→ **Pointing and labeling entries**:
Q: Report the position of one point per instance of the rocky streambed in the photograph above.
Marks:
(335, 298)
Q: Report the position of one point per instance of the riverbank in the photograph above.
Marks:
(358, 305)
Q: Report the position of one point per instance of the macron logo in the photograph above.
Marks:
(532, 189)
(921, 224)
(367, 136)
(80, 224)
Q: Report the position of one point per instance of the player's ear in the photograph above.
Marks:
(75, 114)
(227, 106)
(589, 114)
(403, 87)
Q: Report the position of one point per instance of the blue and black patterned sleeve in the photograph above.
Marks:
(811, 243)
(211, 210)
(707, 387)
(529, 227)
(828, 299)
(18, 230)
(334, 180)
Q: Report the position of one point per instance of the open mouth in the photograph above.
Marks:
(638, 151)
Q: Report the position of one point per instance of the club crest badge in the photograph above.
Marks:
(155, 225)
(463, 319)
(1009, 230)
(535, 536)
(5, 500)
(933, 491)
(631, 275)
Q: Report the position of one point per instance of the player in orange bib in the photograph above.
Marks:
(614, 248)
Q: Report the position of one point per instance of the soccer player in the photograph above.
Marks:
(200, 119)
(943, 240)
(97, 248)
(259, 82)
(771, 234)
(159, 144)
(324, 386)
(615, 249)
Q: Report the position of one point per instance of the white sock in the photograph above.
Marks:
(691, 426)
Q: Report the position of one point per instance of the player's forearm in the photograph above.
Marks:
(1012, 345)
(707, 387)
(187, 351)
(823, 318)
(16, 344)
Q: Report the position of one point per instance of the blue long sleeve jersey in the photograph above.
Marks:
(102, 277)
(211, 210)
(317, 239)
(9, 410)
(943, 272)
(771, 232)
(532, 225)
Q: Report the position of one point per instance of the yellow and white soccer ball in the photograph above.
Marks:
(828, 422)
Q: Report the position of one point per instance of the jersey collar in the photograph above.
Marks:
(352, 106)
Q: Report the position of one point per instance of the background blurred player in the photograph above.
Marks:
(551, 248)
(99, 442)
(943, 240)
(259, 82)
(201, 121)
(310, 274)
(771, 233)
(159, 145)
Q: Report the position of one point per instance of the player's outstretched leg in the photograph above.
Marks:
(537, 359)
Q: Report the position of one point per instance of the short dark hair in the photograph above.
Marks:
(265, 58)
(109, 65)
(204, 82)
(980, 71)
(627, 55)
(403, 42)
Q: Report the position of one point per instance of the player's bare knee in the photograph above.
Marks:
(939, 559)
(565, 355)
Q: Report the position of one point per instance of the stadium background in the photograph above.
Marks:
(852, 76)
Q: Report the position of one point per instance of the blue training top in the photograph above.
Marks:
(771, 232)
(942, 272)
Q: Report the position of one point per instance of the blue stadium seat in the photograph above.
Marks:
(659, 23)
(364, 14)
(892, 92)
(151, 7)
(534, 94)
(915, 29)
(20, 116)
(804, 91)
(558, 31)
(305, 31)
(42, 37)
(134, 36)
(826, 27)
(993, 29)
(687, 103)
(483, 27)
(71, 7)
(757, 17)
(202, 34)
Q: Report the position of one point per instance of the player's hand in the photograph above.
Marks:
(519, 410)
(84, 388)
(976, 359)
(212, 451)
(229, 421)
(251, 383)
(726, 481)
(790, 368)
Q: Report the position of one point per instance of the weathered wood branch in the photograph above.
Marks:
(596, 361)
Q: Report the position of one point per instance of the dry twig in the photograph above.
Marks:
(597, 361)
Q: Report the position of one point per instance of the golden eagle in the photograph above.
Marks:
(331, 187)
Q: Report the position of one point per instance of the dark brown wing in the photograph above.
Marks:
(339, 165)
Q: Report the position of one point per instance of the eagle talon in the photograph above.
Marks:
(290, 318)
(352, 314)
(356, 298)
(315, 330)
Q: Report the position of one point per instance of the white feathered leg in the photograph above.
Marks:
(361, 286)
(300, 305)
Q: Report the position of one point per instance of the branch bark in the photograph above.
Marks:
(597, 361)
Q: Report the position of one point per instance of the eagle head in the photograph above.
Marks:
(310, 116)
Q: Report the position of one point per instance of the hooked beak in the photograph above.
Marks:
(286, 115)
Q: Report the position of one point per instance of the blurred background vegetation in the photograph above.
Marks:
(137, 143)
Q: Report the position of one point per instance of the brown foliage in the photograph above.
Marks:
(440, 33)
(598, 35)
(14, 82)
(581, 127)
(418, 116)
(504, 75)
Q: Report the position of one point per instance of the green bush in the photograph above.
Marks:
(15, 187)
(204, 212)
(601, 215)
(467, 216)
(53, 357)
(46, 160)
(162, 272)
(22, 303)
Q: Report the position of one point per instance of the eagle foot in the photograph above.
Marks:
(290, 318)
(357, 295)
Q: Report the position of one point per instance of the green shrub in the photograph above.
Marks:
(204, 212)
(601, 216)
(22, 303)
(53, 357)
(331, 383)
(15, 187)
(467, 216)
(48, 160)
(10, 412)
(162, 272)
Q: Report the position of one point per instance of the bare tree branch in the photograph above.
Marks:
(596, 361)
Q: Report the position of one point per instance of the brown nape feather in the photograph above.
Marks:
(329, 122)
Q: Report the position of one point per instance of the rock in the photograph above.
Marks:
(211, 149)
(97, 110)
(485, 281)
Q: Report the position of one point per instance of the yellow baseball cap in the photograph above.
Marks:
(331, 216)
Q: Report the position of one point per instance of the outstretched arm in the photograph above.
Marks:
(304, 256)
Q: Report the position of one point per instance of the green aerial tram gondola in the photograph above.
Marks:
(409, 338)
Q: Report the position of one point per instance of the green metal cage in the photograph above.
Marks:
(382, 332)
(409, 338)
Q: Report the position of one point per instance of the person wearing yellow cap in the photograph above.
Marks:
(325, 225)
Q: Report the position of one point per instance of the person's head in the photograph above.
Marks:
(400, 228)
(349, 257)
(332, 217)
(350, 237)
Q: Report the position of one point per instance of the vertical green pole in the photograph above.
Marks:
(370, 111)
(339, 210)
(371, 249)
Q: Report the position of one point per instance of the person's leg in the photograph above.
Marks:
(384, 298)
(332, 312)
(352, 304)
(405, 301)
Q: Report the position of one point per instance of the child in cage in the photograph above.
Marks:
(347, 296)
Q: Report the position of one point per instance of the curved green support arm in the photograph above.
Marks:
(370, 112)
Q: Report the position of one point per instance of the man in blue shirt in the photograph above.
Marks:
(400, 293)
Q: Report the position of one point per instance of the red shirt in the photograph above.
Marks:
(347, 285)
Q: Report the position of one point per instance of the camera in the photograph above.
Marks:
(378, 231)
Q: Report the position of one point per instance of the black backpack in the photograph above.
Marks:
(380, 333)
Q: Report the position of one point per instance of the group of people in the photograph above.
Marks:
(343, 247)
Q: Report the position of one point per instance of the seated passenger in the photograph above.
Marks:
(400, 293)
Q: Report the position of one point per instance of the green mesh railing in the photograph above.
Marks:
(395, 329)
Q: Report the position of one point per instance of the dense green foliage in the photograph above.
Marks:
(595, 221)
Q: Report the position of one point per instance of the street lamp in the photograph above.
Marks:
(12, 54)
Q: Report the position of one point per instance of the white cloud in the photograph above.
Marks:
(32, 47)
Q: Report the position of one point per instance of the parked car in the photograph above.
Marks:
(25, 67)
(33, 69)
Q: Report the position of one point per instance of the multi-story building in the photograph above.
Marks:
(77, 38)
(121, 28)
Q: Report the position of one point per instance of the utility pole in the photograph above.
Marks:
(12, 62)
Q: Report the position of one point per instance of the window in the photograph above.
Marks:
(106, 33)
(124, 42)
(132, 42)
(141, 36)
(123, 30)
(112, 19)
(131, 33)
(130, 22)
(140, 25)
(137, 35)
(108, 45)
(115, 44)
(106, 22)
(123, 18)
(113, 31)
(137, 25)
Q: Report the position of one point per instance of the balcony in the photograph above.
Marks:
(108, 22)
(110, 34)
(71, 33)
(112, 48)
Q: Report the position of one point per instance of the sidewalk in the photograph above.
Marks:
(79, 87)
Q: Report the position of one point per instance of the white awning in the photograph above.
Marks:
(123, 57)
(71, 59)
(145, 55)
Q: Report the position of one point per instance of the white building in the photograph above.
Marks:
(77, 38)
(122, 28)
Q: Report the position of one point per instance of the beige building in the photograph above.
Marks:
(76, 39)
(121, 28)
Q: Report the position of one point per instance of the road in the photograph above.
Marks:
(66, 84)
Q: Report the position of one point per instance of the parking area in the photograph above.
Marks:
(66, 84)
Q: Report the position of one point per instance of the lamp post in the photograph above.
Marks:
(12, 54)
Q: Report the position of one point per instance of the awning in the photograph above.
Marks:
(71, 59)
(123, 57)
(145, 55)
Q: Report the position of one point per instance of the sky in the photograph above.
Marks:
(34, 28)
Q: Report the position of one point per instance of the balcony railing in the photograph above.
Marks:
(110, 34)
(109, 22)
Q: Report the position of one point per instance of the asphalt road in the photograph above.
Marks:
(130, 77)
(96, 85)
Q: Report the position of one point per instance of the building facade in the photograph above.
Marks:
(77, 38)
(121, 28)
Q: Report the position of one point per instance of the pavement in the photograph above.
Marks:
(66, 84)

→ **Exercise directions**:
Output only the lines from the one holding "car in the photograph above." through the last line above, exactly as they appear.

→ **Result of the exercise**:
Q: Report the position of one point per instance of the parked car in the photograph above.
Marks:
(25, 67)
(33, 69)
Q: Report the position of one point per instance of the multi-story building in the photograph above.
Marks:
(77, 38)
(121, 28)
Q: Report the position of one point per instance of the utility pole in the photograph above.
Marks:
(12, 62)
Q: Report the position of one point per instance of the window in the photograph above.
Marks:
(106, 33)
(124, 42)
(132, 42)
(141, 36)
(123, 30)
(112, 19)
(131, 33)
(130, 22)
(140, 25)
(137, 35)
(108, 45)
(115, 44)
(106, 22)
(123, 18)
(113, 31)
(137, 25)
Q: Report the position of one point per instance of the balcony in the photograph above.
Marks:
(108, 22)
(110, 34)
(71, 33)
(112, 48)
Q: Report the position of one point per instance of the sidewalk in the photograph above.
Marks:
(79, 87)
Q: Report the position of one point per instance of the white awning in the photograph above.
Marks:
(123, 57)
(71, 59)
(145, 55)
Q: Report the position of one point per instance of the white building in the photograph above.
Marks:
(77, 38)
(122, 28)
Q: Report the position of one point per instance of the beige building in the photograph above.
Marks:
(76, 39)
(121, 28)
Q: Report the position of one point per instance of the road in the photograph above.
Marks:
(66, 84)
Q: Report the position of one point per instance of the parking area in the photograph above.
Marks:
(66, 84)
Q: Report the position of one point per instance of the lamp post in the photograph above.
Marks:
(12, 54)
Q: Report the position of one point per instance of the awning in the photograph above.
Marks:
(71, 59)
(123, 57)
(145, 55)
Q: Report the position of one point per instance of the sky in the photograph above.
Marks:
(34, 28)
Q: Report the position of one point per instance of the balcony railing in the photograph above.
Marks:
(110, 34)
(109, 22)
Q: Report the position of one point per instance of the asphalt road in the photograph above.
Marks:
(130, 77)
(96, 85)
Q: Report the position of one point per instance of the building facade in the photograph above.
Marks:
(77, 38)
(121, 28)
Q: Report the position of one point per instance of the pavement in the photograph above.
Marks:
(66, 84)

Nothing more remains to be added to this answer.